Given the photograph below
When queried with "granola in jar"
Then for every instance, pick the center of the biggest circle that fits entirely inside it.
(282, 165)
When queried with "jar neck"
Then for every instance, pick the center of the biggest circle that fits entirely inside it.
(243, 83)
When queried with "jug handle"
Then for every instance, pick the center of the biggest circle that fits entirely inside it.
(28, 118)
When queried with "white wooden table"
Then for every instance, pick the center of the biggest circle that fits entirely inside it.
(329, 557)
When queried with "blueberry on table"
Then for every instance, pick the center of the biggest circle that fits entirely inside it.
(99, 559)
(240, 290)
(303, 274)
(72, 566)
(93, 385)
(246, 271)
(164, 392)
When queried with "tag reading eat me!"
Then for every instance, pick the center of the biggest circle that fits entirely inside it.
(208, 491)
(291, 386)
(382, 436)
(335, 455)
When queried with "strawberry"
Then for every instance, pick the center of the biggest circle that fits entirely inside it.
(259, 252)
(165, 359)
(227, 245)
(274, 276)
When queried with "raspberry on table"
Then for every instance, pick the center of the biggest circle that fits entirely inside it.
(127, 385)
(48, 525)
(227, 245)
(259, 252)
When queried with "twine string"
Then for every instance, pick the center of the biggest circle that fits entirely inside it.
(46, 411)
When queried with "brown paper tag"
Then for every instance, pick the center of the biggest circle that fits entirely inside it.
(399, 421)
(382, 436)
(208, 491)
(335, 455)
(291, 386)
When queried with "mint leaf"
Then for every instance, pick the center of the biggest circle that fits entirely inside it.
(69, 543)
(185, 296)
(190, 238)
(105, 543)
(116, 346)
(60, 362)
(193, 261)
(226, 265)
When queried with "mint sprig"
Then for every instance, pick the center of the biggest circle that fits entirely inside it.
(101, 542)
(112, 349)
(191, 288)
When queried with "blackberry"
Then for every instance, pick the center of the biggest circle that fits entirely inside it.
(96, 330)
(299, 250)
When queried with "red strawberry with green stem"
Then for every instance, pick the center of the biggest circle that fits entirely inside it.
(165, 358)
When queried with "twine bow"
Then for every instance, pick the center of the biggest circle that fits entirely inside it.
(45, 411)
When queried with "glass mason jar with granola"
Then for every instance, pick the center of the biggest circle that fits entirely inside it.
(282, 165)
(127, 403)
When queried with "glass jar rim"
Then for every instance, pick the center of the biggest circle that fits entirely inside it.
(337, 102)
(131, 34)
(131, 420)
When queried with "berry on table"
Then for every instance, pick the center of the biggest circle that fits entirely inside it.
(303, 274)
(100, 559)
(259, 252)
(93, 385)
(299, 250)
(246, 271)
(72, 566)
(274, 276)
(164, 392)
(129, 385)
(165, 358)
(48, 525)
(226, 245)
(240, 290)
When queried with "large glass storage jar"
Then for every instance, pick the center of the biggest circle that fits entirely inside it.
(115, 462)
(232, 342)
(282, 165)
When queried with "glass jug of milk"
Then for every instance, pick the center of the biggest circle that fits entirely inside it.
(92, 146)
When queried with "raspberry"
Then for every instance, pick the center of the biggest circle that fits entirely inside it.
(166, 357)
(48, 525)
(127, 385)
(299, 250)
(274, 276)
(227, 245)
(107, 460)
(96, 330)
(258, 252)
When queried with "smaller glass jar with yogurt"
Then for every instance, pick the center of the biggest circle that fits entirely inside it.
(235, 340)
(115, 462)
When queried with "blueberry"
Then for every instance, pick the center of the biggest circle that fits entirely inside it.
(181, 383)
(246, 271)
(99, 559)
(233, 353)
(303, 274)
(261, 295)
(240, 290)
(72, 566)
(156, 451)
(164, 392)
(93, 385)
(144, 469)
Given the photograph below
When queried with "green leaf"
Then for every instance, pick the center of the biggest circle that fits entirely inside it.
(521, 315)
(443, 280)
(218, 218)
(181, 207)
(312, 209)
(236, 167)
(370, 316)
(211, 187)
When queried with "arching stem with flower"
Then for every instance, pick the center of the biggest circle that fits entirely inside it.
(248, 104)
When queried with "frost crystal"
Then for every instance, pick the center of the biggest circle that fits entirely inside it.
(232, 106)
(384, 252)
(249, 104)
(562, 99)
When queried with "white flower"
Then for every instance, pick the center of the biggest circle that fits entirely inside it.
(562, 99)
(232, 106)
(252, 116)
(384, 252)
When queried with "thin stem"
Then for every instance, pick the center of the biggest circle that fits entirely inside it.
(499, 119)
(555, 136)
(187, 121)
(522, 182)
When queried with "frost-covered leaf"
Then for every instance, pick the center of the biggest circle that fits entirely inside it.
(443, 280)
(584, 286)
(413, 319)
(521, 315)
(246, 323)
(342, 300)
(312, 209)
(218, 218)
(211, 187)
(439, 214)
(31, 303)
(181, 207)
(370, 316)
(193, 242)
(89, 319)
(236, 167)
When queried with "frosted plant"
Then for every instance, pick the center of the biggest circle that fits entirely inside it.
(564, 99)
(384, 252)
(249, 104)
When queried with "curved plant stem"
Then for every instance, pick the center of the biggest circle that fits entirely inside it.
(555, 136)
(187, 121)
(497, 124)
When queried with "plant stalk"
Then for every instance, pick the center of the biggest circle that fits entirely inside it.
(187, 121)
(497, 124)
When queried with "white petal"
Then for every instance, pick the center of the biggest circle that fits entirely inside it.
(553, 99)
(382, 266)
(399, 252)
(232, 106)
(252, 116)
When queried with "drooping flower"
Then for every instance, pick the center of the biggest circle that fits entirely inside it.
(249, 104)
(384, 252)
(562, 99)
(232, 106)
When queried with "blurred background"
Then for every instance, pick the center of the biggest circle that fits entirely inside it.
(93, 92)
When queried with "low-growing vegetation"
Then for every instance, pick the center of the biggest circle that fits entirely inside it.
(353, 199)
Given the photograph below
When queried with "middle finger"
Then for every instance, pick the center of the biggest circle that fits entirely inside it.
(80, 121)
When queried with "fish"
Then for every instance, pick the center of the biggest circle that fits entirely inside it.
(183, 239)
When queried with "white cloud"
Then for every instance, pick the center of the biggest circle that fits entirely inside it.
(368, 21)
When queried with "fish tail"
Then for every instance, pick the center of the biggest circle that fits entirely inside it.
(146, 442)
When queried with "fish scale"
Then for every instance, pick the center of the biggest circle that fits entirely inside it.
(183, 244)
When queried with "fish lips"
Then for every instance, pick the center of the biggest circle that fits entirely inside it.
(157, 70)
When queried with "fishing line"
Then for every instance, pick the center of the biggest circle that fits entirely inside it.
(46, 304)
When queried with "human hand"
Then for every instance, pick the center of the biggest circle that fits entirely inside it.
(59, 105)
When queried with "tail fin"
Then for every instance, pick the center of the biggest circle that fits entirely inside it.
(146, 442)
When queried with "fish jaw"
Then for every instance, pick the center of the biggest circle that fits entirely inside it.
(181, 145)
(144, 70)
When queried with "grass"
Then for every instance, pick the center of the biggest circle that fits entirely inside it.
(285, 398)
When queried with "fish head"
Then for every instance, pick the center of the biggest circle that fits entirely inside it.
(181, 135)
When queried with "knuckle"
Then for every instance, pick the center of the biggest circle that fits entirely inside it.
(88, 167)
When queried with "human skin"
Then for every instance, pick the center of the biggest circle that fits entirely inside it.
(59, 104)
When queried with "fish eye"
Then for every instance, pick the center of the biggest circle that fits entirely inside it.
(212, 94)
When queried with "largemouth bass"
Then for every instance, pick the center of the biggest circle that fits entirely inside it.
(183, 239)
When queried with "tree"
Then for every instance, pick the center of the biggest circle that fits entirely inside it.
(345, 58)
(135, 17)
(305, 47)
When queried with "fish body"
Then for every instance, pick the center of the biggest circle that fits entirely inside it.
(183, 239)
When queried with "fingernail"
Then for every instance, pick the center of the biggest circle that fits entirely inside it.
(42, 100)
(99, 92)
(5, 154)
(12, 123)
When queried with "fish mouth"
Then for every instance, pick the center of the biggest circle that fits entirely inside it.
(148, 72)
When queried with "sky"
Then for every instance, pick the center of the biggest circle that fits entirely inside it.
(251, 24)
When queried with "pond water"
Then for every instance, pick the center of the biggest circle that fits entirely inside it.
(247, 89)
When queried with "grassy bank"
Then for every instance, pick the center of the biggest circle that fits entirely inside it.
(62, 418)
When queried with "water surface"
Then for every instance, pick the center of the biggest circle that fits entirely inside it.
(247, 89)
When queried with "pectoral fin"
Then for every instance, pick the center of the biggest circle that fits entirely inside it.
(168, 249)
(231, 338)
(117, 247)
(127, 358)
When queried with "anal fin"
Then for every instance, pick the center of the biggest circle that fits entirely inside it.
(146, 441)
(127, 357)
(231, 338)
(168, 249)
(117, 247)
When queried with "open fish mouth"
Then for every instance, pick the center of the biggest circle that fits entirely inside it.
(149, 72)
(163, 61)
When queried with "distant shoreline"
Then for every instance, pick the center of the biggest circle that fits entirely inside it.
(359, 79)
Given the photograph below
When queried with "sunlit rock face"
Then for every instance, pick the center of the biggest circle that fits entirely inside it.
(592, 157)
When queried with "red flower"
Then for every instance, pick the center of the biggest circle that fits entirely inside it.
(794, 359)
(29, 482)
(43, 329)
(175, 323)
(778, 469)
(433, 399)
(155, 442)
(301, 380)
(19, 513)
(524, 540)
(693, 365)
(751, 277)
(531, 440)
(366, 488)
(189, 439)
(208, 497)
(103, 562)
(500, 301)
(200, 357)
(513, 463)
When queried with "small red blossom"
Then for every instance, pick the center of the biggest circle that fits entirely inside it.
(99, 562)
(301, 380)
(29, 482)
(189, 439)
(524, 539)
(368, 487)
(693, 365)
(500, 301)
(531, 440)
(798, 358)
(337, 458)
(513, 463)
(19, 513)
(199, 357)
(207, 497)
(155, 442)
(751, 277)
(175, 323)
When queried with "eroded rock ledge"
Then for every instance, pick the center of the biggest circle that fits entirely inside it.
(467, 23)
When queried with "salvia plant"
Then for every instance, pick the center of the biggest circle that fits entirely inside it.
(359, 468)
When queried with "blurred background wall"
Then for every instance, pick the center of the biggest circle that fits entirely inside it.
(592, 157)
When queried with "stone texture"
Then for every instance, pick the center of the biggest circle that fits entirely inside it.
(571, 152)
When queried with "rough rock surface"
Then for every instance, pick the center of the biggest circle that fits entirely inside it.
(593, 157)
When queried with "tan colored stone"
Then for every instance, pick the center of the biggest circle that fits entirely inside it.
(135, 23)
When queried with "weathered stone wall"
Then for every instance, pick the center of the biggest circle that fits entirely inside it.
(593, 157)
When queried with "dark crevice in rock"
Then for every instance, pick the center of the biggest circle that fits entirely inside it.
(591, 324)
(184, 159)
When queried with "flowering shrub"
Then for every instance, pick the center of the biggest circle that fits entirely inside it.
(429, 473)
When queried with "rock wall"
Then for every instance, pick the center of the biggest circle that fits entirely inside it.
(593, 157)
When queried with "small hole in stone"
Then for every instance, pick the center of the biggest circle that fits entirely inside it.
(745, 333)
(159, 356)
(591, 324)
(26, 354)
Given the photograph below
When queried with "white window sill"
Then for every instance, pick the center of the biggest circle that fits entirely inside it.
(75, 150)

━━━━━━━━━━━━━━━━━━━━

Please return each line in the entries above that contains the word "water", copying every such line in full.

When queried with "pond water"
When queried with "water surface"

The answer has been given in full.